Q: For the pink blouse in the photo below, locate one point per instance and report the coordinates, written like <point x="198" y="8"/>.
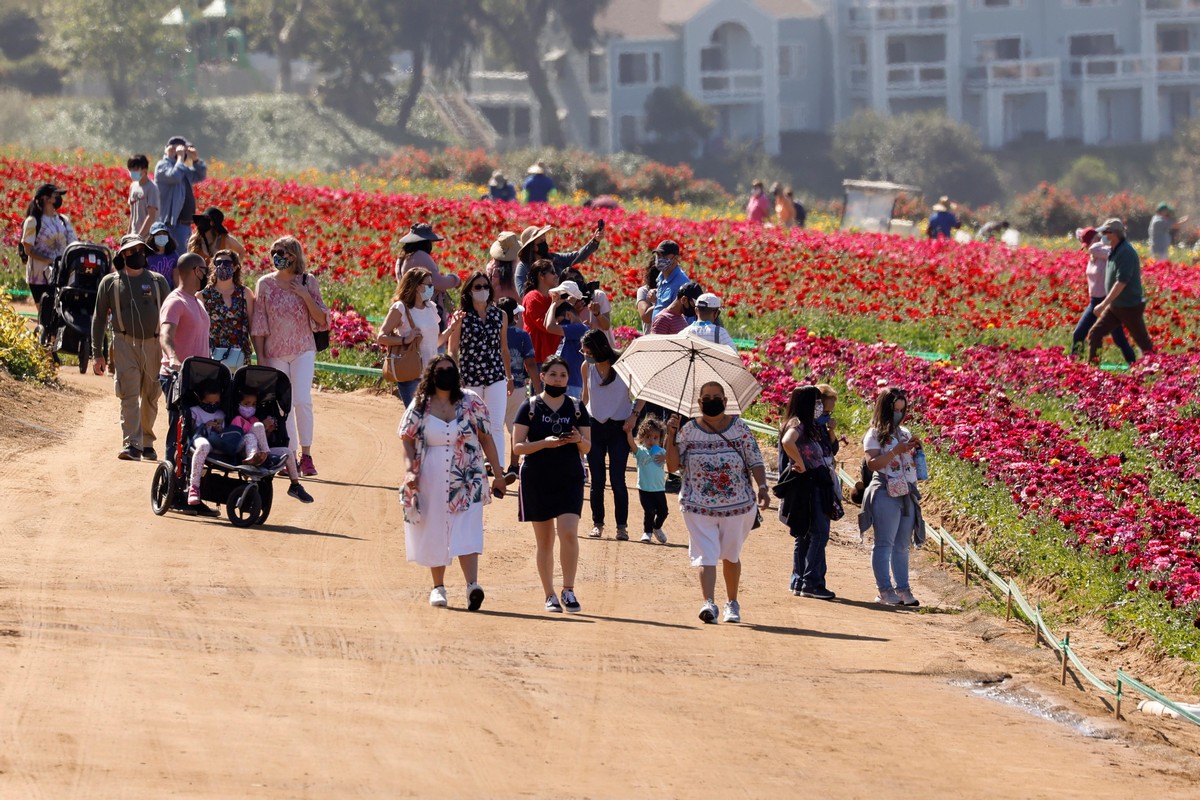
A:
<point x="283" y="318"/>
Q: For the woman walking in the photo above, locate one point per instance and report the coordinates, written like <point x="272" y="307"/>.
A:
<point x="552" y="431"/>
<point x="606" y="397"/>
<point x="413" y="317"/>
<point x="447" y="433"/>
<point x="480" y="344"/>
<point x="891" y="504"/>
<point x="805" y="509"/>
<point x="231" y="307"/>
<point x="717" y="455"/>
<point x="287" y="310"/>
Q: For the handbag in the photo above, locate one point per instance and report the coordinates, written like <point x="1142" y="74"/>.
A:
<point x="757" y="511"/>
<point x="403" y="362"/>
<point x="319" y="338"/>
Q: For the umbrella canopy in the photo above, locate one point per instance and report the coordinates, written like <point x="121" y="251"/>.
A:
<point x="670" y="370"/>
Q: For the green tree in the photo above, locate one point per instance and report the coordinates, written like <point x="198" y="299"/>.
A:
<point x="516" y="28"/>
<point x="121" y="41"/>
<point x="1090" y="175"/>
<point x="678" y="119"/>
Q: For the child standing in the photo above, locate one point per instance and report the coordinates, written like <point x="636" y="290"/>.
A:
<point x="257" y="447"/>
<point x="652" y="477"/>
<point x="209" y="434"/>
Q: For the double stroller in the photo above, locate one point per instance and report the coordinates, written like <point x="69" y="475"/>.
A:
<point x="246" y="492"/>
<point x="66" y="311"/>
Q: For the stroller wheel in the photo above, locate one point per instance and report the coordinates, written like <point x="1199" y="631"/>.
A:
<point x="162" y="488"/>
<point x="245" y="505"/>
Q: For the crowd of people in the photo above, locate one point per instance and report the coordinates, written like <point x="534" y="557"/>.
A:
<point x="515" y="379"/>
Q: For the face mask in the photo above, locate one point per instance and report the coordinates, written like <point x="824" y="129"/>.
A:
<point x="447" y="378"/>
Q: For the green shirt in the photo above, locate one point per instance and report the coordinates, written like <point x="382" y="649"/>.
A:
<point x="1125" y="266"/>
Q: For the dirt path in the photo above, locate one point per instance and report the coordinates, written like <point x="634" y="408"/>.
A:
<point x="174" y="656"/>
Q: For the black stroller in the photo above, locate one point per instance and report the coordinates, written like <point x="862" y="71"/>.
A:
<point x="66" y="310"/>
<point x="246" y="492"/>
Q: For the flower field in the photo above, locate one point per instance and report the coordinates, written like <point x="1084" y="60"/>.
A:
<point x="1099" y="465"/>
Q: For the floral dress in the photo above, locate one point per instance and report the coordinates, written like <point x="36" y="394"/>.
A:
<point x="444" y="512"/>
<point x="231" y="323"/>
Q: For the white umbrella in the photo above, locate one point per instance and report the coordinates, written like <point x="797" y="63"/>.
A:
<point x="670" y="371"/>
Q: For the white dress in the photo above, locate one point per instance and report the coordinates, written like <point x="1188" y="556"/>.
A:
<point x="441" y="536"/>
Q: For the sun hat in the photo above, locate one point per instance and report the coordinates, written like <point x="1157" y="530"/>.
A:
<point x="420" y="232"/>
<point x="507" y="247"/>
<point x="533" y="233"/>
<point x="569" y="288"/>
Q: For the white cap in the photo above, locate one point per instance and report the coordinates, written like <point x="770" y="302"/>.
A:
<point x="569" y="288"/>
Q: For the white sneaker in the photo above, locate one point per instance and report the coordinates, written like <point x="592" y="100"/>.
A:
<point x="474" y="596"/>
<point x="732" y="612"/>
<point x="888" y="597"/>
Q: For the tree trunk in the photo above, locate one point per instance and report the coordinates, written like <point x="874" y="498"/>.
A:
<point x="415" y="83"/>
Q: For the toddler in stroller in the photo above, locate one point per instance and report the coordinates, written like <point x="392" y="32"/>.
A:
<point x="257" y="446"/>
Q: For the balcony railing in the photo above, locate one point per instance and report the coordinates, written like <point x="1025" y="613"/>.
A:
<point x="1019" y="72"/>
<point x="1170" y="8"/>
<point x="718" y="84"/>
<point x="901" y="13"/>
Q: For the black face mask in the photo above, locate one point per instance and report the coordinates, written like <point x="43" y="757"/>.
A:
<point x="712" y="407"/>
<point x="447" y="378"/>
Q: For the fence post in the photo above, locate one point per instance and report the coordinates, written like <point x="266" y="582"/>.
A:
<point x="1066" y="647"/>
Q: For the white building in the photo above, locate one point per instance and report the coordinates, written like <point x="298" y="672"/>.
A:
<point x="1097" y="71"/>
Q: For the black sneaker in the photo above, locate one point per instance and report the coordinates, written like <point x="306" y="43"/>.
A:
<point x="570" y="602"/>
<point x="299" y="493"/>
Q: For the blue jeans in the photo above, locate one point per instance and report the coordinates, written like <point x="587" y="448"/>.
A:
<point x="809" y="564"/>
<point x="1085" y="325"/>
<point x="893" y="537"/>
<point x="407" y="390"/>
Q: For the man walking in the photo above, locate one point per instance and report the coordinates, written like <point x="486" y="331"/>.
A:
<point x="133" y="294"/>
<point x="175" y="175"/>
<point x="1123" y="302"/>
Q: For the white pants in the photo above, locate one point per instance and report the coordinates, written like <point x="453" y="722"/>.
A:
<point x="299" y="368"/>
<point x="496" y="398"/>
<point x="712" y="539"/>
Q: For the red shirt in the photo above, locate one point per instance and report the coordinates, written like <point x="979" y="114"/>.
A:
<point x="544" y="342"/>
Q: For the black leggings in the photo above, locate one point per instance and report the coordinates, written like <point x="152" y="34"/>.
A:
<point x="654" y="510"/>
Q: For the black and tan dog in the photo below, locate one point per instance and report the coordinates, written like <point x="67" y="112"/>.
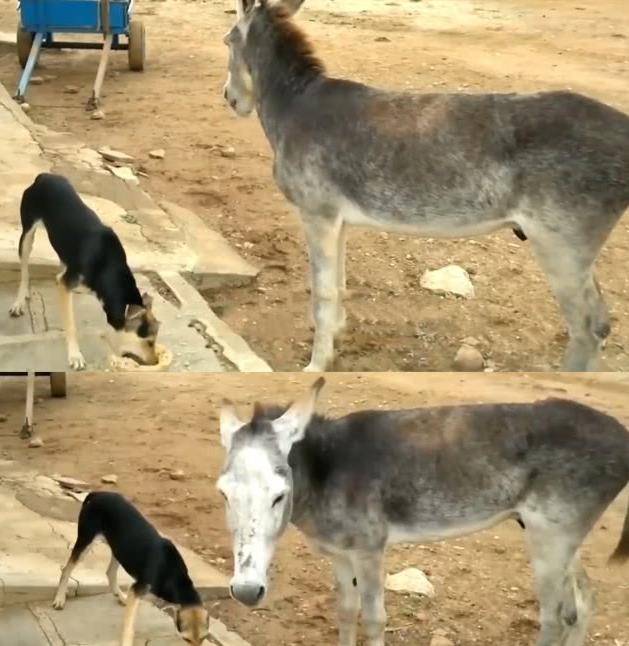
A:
<point x="91" y="256"/>
<point x="152" y="560"/>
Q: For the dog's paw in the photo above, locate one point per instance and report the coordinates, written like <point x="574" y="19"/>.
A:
<point x="76" y="361"/>
<point x="17" y="309"/>
<point x="59" y="603"/>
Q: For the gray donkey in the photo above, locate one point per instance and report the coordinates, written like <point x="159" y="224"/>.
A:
<point x="553" y="166"/>
<point x="355" y="484"/>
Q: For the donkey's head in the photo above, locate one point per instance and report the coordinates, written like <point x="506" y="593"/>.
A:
<point x="257" y="485"/>
<point x="239" y="89"/>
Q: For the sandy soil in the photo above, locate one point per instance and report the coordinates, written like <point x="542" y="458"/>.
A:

**Task description:**
Can you rewrite the data from the line containing "Q: For the donkey's" through the last line above, including both, adding -65 to every coordinate in the answers while leaving the samples inside the requests unchanged?

**Written response:**
Q: For the donkey's head in the photo above, locate one point per instance and report the coordinates, written like <point x="506" y="593"/>.
A:
<point x="192" y="420"/>
<point x="174" y="24"/>
Q: For the sandy soil in the photo above, locate one point per instance and report the coordinates, written like <point x="542" y="458"/>.
A:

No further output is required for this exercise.